# Exercise data start

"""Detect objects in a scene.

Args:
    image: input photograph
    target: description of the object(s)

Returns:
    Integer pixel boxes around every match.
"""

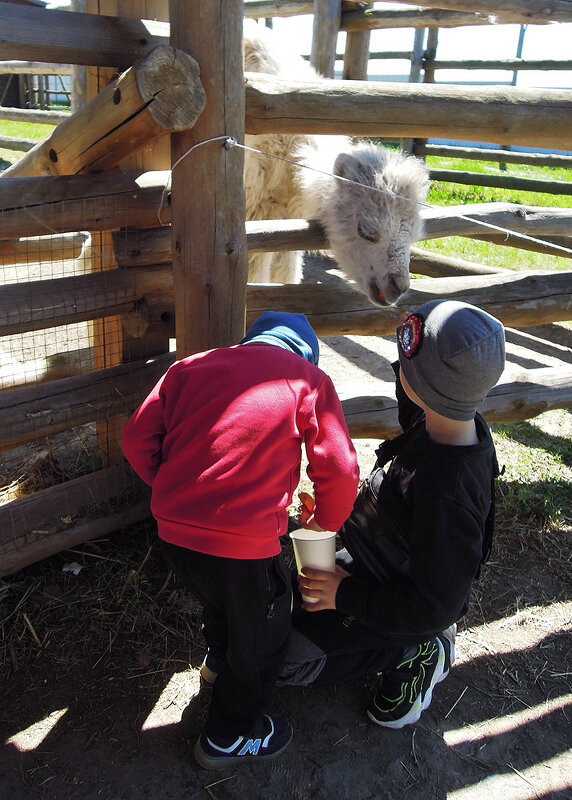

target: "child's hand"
[298,492,324,531]
[298,566,349,611]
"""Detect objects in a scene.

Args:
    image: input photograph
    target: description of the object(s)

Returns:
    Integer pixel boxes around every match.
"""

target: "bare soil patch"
[0,260,572,800]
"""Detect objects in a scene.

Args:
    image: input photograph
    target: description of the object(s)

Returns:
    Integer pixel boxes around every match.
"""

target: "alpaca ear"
[334,153,359,180]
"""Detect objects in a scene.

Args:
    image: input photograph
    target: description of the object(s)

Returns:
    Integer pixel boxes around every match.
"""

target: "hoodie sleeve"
[304,374,359,531]
[121,375,166,486]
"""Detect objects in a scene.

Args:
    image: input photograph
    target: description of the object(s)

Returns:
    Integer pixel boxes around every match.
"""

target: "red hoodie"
[123,343,359,559]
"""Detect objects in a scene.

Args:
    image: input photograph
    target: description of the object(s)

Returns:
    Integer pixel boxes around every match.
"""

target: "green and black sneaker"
[367,631,455,728]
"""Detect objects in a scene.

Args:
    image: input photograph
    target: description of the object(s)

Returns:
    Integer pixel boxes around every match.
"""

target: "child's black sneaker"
[195,714,292,769]
[367,635,454,728]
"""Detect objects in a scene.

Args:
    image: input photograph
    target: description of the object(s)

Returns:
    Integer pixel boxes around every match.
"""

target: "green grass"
[418,156,572,270]
[492,409,572,531]
[0,120,54,169]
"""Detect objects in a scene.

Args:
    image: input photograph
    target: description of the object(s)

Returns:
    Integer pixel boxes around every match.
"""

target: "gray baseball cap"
[396,300,505,421]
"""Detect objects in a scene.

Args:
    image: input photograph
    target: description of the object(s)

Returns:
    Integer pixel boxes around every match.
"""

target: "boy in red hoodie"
[123,311,358,768]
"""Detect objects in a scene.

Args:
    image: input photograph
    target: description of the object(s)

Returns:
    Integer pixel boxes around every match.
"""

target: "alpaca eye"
[358,222,379,244]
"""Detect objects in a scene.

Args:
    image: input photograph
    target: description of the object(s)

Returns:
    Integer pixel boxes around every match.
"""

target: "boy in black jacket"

# Exercise data end

§ What is needed
Rewrite all of the records above as a numbered list of their lines, skipping blank lines and leaving out the pictures.

§ Result below
1. """Detect objects in a scene.
2. Args:
3.     image: input photograph
4.     target: description of the object(s)
5. Returns:
6.     Integer pixel boxes around every match.
7. """
8. target: "child's hand"
9. [298,492,324,531]
10. [298,566,349,611]
11. """Detect objects in a scene.
12. Args:
13.     image: input photograph
14.     target: description of the object(s)
15. Returns:
16.     Integer pixel boxes around every match.
17. """
18. target: "bare soil patch"
19. [0,260,572,800]
20. """Detect objects in a scene.
21. Args:
22.     image: input photograph
23.     target: description of the object(s)
24. Returns:
25.     Integer pixel boxes around every match.
26. """
27. target: "alpaca ear"
28. [334,153,359,180]
29. """Detect objects in a scene.
30. Args:
31.     image: input photograph
32.     target: description of the object(s)
33. Returns:
34.     Integer pixel boxes around every match.
35. """
36. target: "hoodie sleeve"
37. [304,374,359,531]
38. [121,375,166,486]
39. """Detect objects in a scene.
40. Args:
41.     image: input photograph
42.     target: description of the object(s)
43. Returns:
44.     Integer pixel boxes around every match.
45. """
46. target: "red hoodie"
47. [123,343,359,559]
48. """Detect objects in a scene.
49. Args:
50.     image: input photograph
51.     target: description of the object(s)
52. Returns:
53.     Integer pixel boxes around every match.
54. """
55. target: "green and black sneaker"
56. [367,631,455,728]
57. """Detect objects in a scene.
58. Args:
59.     image: input photograph
60.     target: description of the object(s)
61. Returns:
62.     Integer pixel boxes around every match.
63. """
64. target: "child's black sneaker"
65. [195,714,292,769]
66. [367,635,454,728]
67. """Detect objects in a scene.
68. Args:
69.     image: input photograph
70.     target: description of the object(s)
71. Returns:
72.     Integer pixel boxes around every match.
73. """
74. target: "green grass"
75. [418,156,572,270]
76. [492,409,572,531]
77. [0,120,54,169]
78. """Detect objects in a scene.
79. Args:
80.     image: input photograph
81.     target: description of the object(s)
82. Returns:
83.     Integer pixel boxes around every match.
84. """
85. target: "gray baseball cap"
86. [396,300,505,421]
87. """Detect objects in a scene.
88. Args:
89.     image: input photograph
90.     target: description of the object(s)
91. Returns:
92.     Integer pixel boxes around every match.
93. """
94. target: "boy in red hoodie"
95. [123,311,358,768]
96. """Detect objects in a scene.
97. Args:
98.     image: input photograph
99.     target: description of the object(s)
100. Returns:
101.     Integer pixel boxes around every match.
102. """
103. target: "alpaca eye"
104. [358,222,379,244]
105. """Detect objects in a scene.
106. Args:
107.     image: input photograph
108.     target: description of the object(s)
109. Returns:
110.     Integer pixel boxes around every match.
111. """
112. target: "boy in black jacket"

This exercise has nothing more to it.